■ Data for analysis
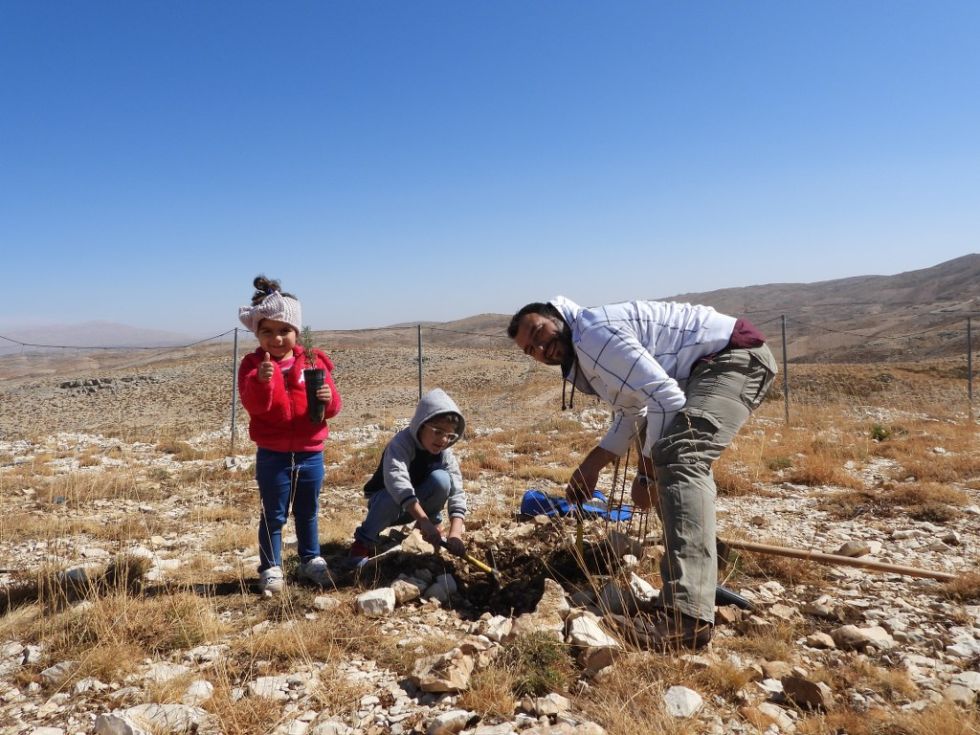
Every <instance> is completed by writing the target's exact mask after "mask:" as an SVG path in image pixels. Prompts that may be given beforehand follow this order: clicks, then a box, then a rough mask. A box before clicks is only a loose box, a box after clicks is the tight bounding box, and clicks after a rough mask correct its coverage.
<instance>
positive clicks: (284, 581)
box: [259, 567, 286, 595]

* * *

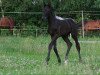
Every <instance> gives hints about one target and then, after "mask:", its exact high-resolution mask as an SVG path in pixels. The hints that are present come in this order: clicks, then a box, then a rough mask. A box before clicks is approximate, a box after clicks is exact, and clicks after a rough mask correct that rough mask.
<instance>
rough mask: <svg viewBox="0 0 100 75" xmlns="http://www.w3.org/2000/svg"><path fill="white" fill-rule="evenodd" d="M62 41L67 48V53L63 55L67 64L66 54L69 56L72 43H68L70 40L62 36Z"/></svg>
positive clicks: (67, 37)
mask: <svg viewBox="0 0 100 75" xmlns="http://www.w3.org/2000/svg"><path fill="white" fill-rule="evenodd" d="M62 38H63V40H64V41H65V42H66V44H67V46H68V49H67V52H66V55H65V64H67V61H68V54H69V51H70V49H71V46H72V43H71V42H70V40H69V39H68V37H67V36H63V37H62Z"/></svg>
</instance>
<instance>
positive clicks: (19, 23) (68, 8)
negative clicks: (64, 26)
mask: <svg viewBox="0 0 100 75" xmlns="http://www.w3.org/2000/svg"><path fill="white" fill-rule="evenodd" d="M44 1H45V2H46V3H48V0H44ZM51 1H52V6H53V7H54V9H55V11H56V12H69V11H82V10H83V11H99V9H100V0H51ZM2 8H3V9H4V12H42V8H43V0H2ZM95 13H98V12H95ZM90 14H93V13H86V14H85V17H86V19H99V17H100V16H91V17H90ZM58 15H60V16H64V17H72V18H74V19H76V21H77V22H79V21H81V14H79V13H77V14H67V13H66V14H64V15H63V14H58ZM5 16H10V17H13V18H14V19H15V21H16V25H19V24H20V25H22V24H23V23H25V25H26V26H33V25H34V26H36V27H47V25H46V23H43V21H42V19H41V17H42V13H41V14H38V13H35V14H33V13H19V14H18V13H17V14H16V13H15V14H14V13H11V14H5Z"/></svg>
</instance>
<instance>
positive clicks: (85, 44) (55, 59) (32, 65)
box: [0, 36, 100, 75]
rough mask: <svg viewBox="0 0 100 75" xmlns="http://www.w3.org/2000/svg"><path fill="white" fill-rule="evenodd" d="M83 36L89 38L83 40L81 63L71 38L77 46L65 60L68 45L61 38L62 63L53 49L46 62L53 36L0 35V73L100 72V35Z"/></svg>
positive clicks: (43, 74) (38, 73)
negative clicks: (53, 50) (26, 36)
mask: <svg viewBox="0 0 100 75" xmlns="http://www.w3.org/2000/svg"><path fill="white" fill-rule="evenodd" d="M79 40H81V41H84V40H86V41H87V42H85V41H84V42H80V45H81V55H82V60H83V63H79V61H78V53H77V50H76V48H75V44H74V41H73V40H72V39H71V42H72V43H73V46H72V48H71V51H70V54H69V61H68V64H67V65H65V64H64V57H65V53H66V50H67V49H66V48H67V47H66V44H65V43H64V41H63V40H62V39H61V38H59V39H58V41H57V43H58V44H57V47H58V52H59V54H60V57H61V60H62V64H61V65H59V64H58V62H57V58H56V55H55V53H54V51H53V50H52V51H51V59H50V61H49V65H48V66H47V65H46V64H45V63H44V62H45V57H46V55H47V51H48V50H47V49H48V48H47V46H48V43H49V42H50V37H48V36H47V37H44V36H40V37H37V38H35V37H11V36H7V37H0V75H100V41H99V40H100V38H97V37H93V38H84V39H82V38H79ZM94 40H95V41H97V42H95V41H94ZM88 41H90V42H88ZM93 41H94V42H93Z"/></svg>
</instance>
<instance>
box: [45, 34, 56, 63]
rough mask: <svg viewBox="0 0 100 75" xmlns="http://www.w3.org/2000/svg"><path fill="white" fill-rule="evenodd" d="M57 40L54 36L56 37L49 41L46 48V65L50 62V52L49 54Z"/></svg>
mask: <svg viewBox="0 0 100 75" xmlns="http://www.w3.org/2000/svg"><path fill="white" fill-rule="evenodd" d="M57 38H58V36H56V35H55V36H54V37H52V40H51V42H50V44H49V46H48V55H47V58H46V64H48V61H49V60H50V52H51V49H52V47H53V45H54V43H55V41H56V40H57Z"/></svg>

■ Your objective
Copy out, word for word, the lines from the one containing "Every <instance> is" through the one containing "box: [259, 567, 286, 595]", including both of those lines.

■ Exercise result
Every <instance> is completed by writing the target's exact mask after "mask:" as an SVG path in image pixels. Prompts that may be given beforehand follow this order: clicks, then a box, then a rough mask. A box before clicks is only a loose box, a box after clicks is the tight bounding box, and clicks after a rough mask correct its coverage.
<instance>
positive clicks: (284, 581)
box: [259, 567, 286, 595]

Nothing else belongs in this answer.